If you intend to arrive in Australia without a valid visa, your entry will be denied (unless you are an Australian citizen).
*Your permanent resident status will only be reinstated if your application for a Resident Return visa is granted. If your Resident Return visa application is refused, you may have to consider applying again for another permanent visa, such as a Former Resident visa, a family visa or a skilled visa. *You will be provided with information regarding your eligibility for any merits review processes.


----------



## Moulard (Feb 3, 2017)

Of course this is correct. You are citing the Department website.

If you apply for a RRV outside Australia and it is refused then the Department is of the opinion that you have abandoned your permanent residency.
If you apply for a RRV inside Australia and it is refused it generally means that you have been deemed not to meet the character test or other requirements and could therefore be deported as no longer lawfully in the country.
In both cases you have the right to both a review of the decision or ultimately to appeal the decision to the AAT.


----------



## qamar_g (Jun 20, 2020)

Travel facility means:
You have valid PR. OR
Your PR arrive no later date is passed and then you applied and got RRV. OR
You applied RRV before PR expiry date and RRV rejected before PR expiry date, however PR remains valid till Arrive No Later Than date. NOTE: RRV and PR are two separate visas and PR is not impacted at all by RRV dates. YOUR PR ARRIVE NO LATER DATE REMAINS VALID TILL THAT DATE, TECHNICALLY IF YOUR RRV ARRIVE NO LATER DATE IS LET SAY MARCH 2022 AND PR ARRIVE NO LATER DATE IS JAN 2022, STILL YOUR PR VISA IS VALID BUT YOU HAVE ADDITIONAL PRIVELAGE OF RRV.
SUMMARY:
Rejection of RRV is nothing to do with the PR which is already issued, however, grant of RRV means that now your travel facility is extended.


----------



## qamar_g (Jun 20, 2020)

==================================================

### Task instructions
1. In the Resident Return visa thread, what does Moulard say the Department concludes when an RRV applied for outside Australia is refused?
2. Continue the Resident Return visa thread, starting after its last line.
The rows are separate material with no connection to the Resident Return visa thread.

==================================================

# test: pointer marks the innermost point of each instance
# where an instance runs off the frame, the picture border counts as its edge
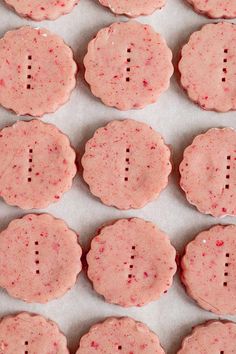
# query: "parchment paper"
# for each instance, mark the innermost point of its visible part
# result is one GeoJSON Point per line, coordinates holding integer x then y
{"type": "Point", "coordinates": [174, 116]}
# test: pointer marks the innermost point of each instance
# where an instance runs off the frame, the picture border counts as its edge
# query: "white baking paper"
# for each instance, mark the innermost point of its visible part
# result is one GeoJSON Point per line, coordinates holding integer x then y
{"type": "Point", "coordinates": [174, 116]}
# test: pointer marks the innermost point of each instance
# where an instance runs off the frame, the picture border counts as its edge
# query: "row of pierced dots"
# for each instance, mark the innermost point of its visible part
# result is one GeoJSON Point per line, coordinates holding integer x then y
{"type": "Point", "coordinates": [226, 271]}
{"type": "Point", "coordinates": [127, 162]}
{"type": "Point", "coordinates": [28, 86]}
{"type": "Point", "coordinates": [128, 68]}
{"type": "Point", "coordinates": [228, 168]}
{"type": "Point", "coordinates": [131, 266]}
{"type": "Point", "coordinates": [30, 164]}
{"type": "Point", "coordinates": [36, 253]}
{"type": "Point", "coordinates": [26, 344]}
{"type": "Point", "coordinates": [224, 68]}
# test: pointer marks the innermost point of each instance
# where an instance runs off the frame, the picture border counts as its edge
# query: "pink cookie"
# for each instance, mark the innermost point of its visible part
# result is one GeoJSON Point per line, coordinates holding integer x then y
{"type": "Point", "coordinates": [133, 8]}
{"type": "Point", "coordinates": [126, 164]}
{"type": "Point", "coordinates": [208, 67]}
{"type": "Point", "coordinates": [39, 258]}
{"type": "Point", "coordinates": [27, 333]}
{"type": "Point", "coordinates": [211, 337]}
{"type": "Point", "coordinates": [209, 269]}
{"type": "Point", "coordinates": [43, 9]}
{"type": "Point", "coordinates": [120, 335]}
{"type": "Point", "coordinates": [208, 172]}
{"type": "Point", "coordinates": [37, 71]}
{"type": "Point", "coordinates": [128, 65]}
{"type": "Point", "coordinates": [37, 164]}
{"type": "Point", "coordinates": [215, 8]}
{"type": "Point", "coordinates": [138, 256]}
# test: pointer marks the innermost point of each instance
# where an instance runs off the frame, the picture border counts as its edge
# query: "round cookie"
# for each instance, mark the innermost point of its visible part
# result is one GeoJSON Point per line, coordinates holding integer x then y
{"type": "Point", "coordinates": [208, 172]}
{"type": "Point", "coordinates": [37, 71]}
{"type": "Point", "coordinates": [126, 164]}
{"type": "Point", "coordinates": [138, 256]}
{"type": "Point", "coordinates": [39, 258]}
{"type": "Point", "coordinates": [28, 333]}
{"type": "Point", "coordinates": [37, 164]}
{"type": "Point", "coordinates": [128, 65]}
{"type": "Point", "coordinates": [215, 8]}
{"type": "Point", "coordinates": [133, 8]}
{"type": "Point", "coordinates": [211, 337]}
{"type": "Point", "coordinates": [211, 53]}
{"type": "Point", "coordinates": [209, 269]}
{"type": "Point", "coordinates": [122, 335]}
{"type": "Point", "coordinates": [43, 9]}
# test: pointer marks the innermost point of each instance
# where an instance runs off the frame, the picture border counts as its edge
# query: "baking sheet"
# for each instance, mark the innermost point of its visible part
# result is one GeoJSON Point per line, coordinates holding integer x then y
{"type": "Point", "coordinates": [178, 120]}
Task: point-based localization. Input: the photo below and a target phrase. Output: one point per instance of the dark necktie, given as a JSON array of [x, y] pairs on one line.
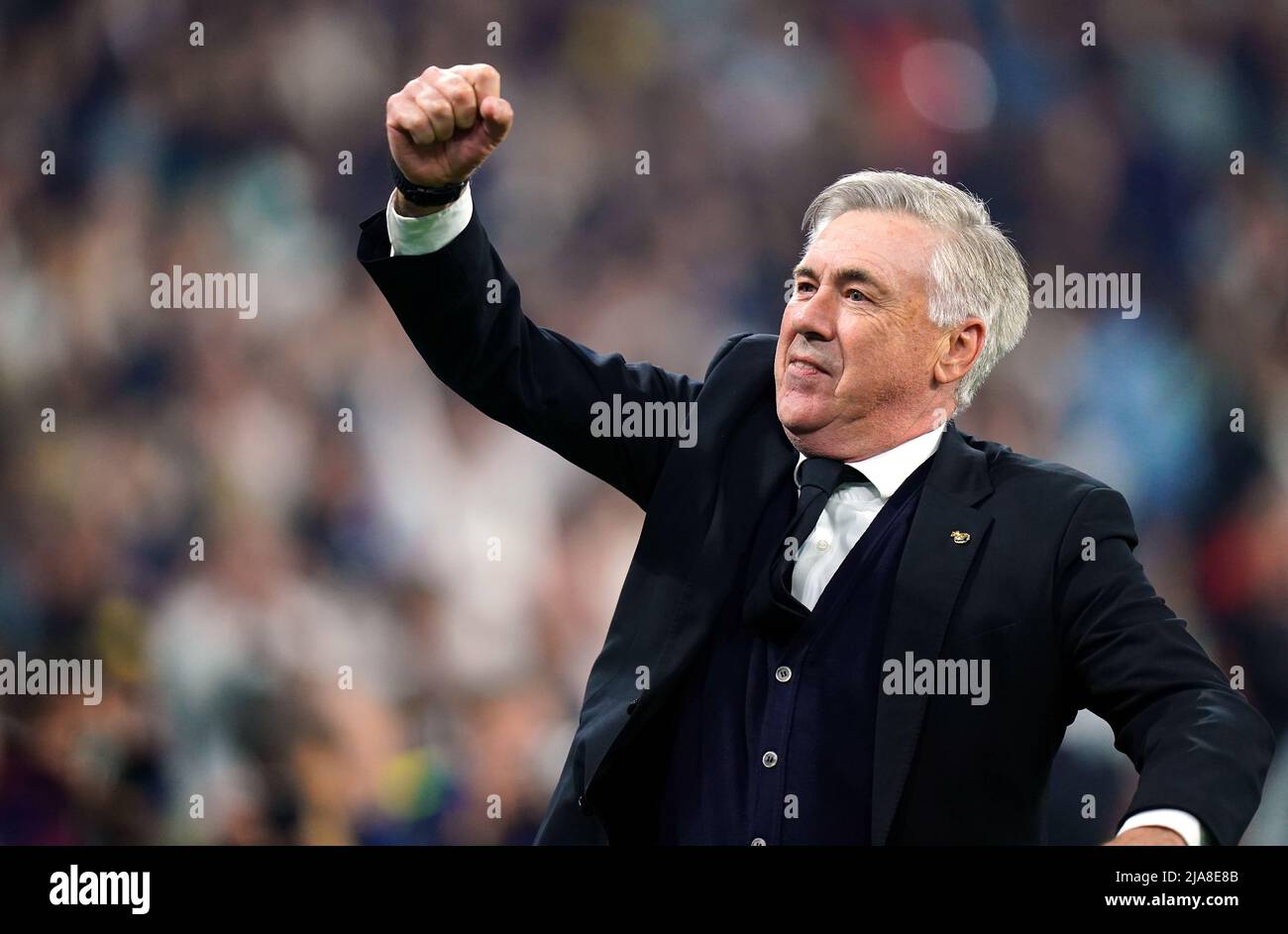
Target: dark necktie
[[819, 478]]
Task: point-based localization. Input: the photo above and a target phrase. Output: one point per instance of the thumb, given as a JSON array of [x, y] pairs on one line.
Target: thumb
[[497, 118]]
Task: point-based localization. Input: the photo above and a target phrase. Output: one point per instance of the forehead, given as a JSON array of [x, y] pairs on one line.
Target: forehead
[[894, 248]]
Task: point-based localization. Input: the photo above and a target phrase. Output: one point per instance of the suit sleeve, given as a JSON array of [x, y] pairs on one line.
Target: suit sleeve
[[464, 315], [1197, 744]]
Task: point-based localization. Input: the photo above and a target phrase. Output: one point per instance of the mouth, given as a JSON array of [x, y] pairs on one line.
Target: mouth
[[804, 366]]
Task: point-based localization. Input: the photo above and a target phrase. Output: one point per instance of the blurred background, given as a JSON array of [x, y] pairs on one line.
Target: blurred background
[[372, 548]]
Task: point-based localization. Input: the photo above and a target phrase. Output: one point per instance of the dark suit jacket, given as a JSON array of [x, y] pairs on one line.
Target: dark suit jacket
[[1061, 633]]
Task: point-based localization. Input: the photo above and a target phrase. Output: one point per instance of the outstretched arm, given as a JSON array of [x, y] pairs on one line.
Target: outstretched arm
[[464, 312], [1198, 745]]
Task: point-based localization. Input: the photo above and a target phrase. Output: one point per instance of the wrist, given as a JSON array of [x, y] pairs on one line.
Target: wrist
[[406, 209]]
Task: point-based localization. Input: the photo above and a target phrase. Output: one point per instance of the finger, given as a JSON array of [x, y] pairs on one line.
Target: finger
[[403, 115], [497, 118], [437, 108], [460, 94], [484, 78]]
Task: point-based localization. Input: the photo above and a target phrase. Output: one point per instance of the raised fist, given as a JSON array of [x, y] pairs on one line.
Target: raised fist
[[446, 121]]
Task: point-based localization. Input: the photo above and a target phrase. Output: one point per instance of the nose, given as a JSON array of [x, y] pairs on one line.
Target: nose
[[815, 316]]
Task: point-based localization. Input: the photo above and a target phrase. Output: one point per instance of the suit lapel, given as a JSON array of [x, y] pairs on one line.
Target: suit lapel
[[931, 571]]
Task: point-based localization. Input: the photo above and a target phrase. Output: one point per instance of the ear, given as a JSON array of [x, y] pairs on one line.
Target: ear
[[958, 351]]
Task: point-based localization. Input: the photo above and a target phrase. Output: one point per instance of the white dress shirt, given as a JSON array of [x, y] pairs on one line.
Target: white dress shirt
[[848, 513]]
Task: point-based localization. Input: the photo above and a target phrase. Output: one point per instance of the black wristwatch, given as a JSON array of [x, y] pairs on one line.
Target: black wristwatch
[[425, 196]]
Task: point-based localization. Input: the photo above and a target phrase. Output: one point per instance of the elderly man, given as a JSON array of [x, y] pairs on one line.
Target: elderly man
[[846, 621]]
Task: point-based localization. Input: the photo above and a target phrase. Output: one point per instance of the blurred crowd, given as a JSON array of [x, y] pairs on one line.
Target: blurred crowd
[[456, 573]]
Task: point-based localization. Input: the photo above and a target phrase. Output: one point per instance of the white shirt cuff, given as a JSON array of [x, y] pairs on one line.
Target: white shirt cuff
[[1184, 823], [417, 236]]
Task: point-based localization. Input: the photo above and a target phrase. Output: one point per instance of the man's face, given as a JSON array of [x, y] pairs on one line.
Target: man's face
[[857, 343]]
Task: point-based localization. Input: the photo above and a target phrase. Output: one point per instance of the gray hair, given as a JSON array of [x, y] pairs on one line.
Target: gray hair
[[975, 269]]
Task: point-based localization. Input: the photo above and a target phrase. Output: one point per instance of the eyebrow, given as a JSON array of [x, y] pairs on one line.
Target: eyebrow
[[845, 275]]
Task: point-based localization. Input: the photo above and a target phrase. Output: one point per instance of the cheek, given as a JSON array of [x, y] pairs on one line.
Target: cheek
[[872, 356], [785, 341]]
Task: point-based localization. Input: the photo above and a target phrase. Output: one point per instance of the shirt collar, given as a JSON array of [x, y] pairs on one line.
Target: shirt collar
[[889, 469]]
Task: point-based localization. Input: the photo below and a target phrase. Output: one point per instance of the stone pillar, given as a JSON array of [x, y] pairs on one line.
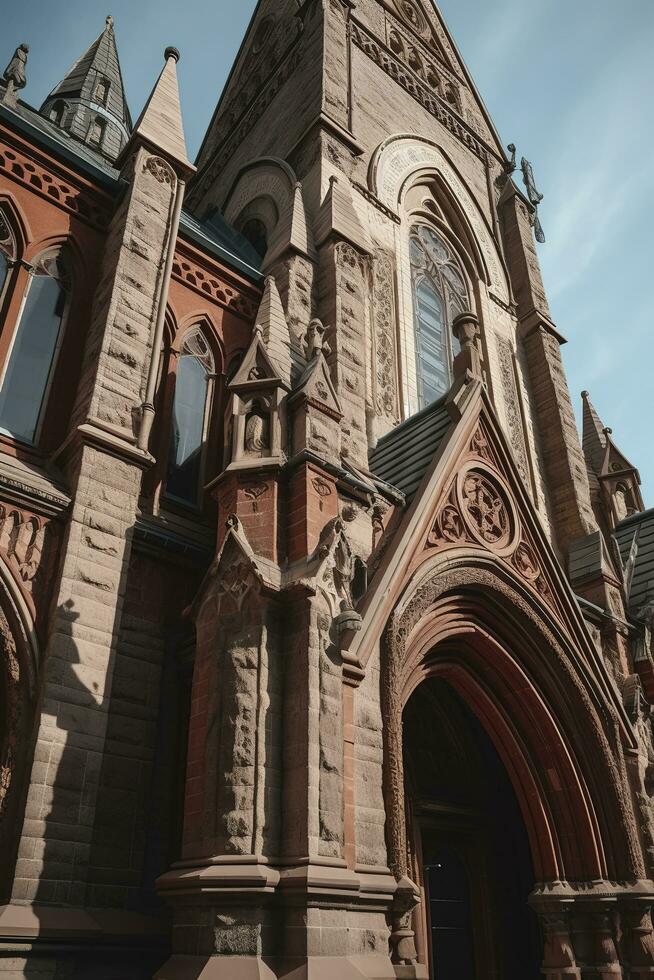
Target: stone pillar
[[565, 467]]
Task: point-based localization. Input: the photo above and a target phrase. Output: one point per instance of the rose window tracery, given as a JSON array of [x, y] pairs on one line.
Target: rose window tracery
[[486, 509]]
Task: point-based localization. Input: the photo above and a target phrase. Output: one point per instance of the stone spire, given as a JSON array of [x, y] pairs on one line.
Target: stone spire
[[89, 102], [614, 480], [593, 439], [160, 124]]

==================================================

### Response list
1. The Department considers that you have abandoned your permanent residency.

2.
Read this word by word very carefully what it says:

the travel facility on your permanent visa has either already expired or will expire while you are outside Australia
This means, if your PR travel facility has already expired or you will not be able to return to Australia before its expiry.....YOUR PR REMAINS VALID BY ALL MEANS TILL ARRIVE NO LATER THAN DATE.


----------



## zanzoun (Jun 11, 2015)

Moulard said:


> Of course this is correct. You are citing the Department website.
> 
> If you apply for a RRV outside Australia and it is refused then the Department is of the opinion that you have abandoned your permanent residency.
> If you apply for a RRV inside Australia and it is refused it generally means that you have been deemed not to meet the character test or other requirements and could therefore be deported as no longer lawfully in the country.
> In both cases you have the right to both a review of the decision or ultimately to appeal the decision to the AAT.


hank you for your support but am really confused 
the case is as following
i've spent 2 weeks for the last 5 years inside Australia
MY PR will expire by Oct 2021
am thinking to apply now for RRV to extend the pr for one year as with travel restriction it's not easy to reach Australia

my questions:
1)so worst case scenario if my RRV was rejected in Aug while i have my PR valid until october i.e. 2 months remaining , will the RRV rejection cancel my PR as mentioned in the link i shared above?


----------



## zanzoun (Jun 11, 2015)

qamar_g said:


> s, if your PR travel facility has already expired or you will not be able to return to Australia before its expiry...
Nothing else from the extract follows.